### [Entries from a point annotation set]
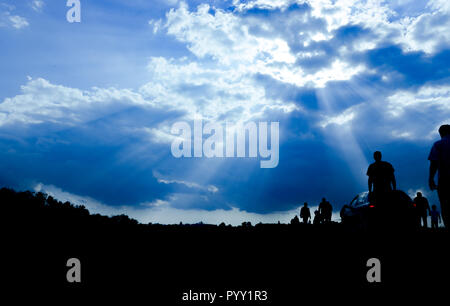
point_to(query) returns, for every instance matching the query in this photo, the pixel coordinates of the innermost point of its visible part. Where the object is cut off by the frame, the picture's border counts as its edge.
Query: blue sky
(86, 108)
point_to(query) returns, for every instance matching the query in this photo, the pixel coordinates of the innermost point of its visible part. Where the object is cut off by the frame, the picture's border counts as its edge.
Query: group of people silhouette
(321, 215)
(381, 181)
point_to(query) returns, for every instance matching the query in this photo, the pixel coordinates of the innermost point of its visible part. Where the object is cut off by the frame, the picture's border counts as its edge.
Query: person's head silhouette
(377, 156)
(444, 130)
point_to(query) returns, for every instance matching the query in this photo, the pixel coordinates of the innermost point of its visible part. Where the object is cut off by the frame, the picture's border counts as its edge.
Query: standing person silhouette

### [WHAT YOU WILL DO]
Return all of the lines above word for word, leaving out the pictures.

### [FINISHED EXERCISE]
point_to(query) returns, for every instance matching the query in this photo, the pixel coordinates of the innermost point of its visible part. Where the object is cut off by the frame, the picture's border counts as its edge.
Query: blue sky
(86, 108)
point_to(query) returns, for every instance matching the query in this photo, the pixel coordinates of the innermost point of its visible part. Where the object is cut off by the frame, the picture's border counts as its edge.
Query: group of people silhouette
(321, 215)
(381, 181)
point_to(query) returns, for every instance matching the query in this photo, the pixel coordinates of the innermost point of its visible part. Where the object is cut off by the frame, the picture's border counts as its edge.
Query: person's head silhouette
(377, 156)
(444, 130)
point_to(query) returns, for every instance matching the query in this photo, the pixel coordinates of the innermost point of its visible part. Where the object is cut off by the frame, the picture's border counts as its edge.
Query: standing person silhouette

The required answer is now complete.